[Coordinate annotation lines]
· · · · ·

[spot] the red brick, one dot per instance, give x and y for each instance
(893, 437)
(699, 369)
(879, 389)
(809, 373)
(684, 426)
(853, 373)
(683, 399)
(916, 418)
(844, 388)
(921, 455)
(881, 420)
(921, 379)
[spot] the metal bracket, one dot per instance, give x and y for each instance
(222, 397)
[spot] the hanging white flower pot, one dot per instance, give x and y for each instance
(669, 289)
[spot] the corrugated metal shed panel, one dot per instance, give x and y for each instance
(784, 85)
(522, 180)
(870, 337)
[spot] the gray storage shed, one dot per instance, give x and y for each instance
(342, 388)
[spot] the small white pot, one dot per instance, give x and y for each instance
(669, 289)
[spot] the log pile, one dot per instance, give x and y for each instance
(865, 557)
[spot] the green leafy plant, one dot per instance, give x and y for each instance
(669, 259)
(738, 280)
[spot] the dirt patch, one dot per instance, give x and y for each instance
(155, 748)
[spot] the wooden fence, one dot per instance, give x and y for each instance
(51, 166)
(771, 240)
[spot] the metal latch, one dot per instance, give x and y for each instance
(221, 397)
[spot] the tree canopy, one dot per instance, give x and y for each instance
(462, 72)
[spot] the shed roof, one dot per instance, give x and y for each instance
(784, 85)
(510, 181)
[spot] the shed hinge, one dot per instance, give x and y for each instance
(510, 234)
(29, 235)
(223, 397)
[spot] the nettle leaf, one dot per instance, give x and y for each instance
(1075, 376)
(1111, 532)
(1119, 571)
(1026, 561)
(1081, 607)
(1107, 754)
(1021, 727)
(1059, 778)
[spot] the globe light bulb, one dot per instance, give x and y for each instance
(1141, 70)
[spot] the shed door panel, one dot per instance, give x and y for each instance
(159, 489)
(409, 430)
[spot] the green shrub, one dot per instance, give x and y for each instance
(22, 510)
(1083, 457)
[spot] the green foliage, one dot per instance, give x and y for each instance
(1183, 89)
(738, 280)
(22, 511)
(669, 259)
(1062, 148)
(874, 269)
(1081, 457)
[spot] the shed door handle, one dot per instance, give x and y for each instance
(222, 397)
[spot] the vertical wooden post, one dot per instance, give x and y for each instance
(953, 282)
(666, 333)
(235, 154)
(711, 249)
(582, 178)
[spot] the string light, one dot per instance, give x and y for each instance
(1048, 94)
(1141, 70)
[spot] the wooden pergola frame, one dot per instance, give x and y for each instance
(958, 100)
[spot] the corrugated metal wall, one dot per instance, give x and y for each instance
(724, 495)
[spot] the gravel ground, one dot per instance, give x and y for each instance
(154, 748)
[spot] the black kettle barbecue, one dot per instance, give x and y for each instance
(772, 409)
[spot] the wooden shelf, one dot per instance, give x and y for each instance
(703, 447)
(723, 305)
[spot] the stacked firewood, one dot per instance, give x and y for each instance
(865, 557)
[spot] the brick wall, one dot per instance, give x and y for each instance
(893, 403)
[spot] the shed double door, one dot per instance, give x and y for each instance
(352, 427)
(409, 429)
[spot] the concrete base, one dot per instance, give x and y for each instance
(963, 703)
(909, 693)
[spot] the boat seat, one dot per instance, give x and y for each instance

· · · · ·

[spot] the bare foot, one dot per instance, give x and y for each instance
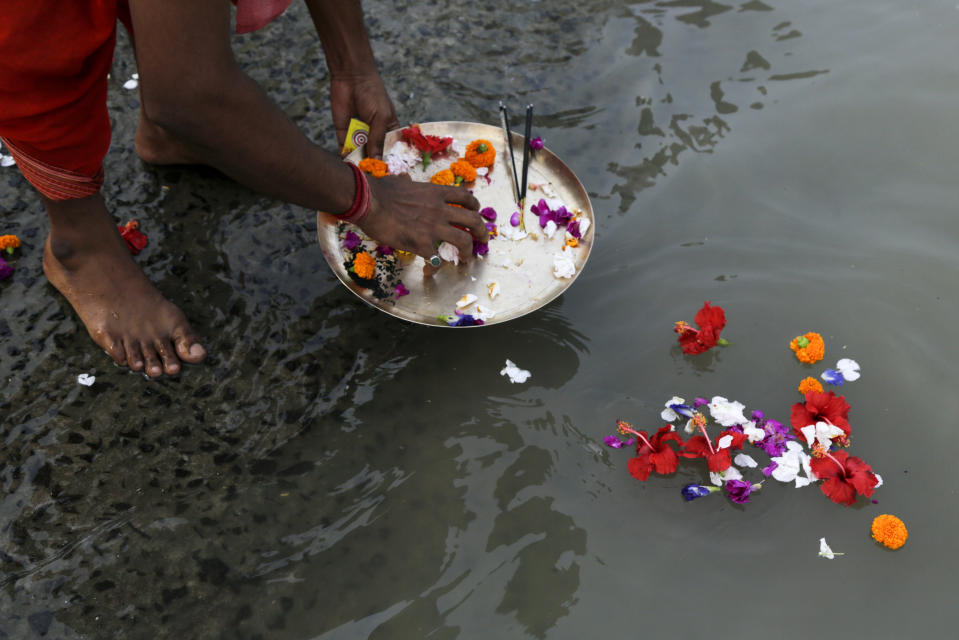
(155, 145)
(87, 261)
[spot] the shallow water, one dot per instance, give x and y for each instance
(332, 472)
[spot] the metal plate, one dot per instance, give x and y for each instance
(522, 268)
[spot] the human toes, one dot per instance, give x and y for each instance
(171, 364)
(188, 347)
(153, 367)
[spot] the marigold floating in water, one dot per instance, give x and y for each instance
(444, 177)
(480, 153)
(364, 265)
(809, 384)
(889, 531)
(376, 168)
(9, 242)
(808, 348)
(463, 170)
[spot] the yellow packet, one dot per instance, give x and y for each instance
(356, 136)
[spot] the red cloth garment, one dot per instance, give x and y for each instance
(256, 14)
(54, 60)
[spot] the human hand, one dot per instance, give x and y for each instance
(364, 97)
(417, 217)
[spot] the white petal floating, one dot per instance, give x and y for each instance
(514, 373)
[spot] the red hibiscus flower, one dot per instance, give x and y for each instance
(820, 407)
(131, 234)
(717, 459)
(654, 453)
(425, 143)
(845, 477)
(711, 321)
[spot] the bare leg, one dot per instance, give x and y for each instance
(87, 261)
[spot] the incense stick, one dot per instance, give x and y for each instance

· · · · ·

Rewrite the lines from the line with "[spot] the wooden pergola" to the line with "[spot] the boat", putting "stone wall" in place of "brick wall" and keeping everything else the same.

• SOLUTION TO THE PROBLEM:
[spot] the wooden pergola frame, one dot per instance, give x and y for each instance
(958, 100)
[spot] the corrugated metal wall, one dot per instance, give x and y for each instance
(724, 495)
[spot] the gravel ground, one dot per instance, give x and y for each instance
(154, 748)
[spot] the black kettle barbecue, one dot per instance, give x and y for each instance
(772, 409)
[spot] the wooden shelf, one dot per instance, give x and y for each instance
(703, 447)
(723, 305)
[spot] the stacked firewood, one dot per instance, give x and y for each instance
(865, 557)
[spot] the stone wall, one dot per instance, give x and y for each instance
(893, 403)
[spot] the shed double door, one dot per instance, give x and y for each instance
(352, 427)
(409, 429)
[spot] the concrete base, one dot per instance, give x and y for each instance
(963, 703)
(909, 693)
[spot] the boat seat, one dot per instance, give x and y for each instance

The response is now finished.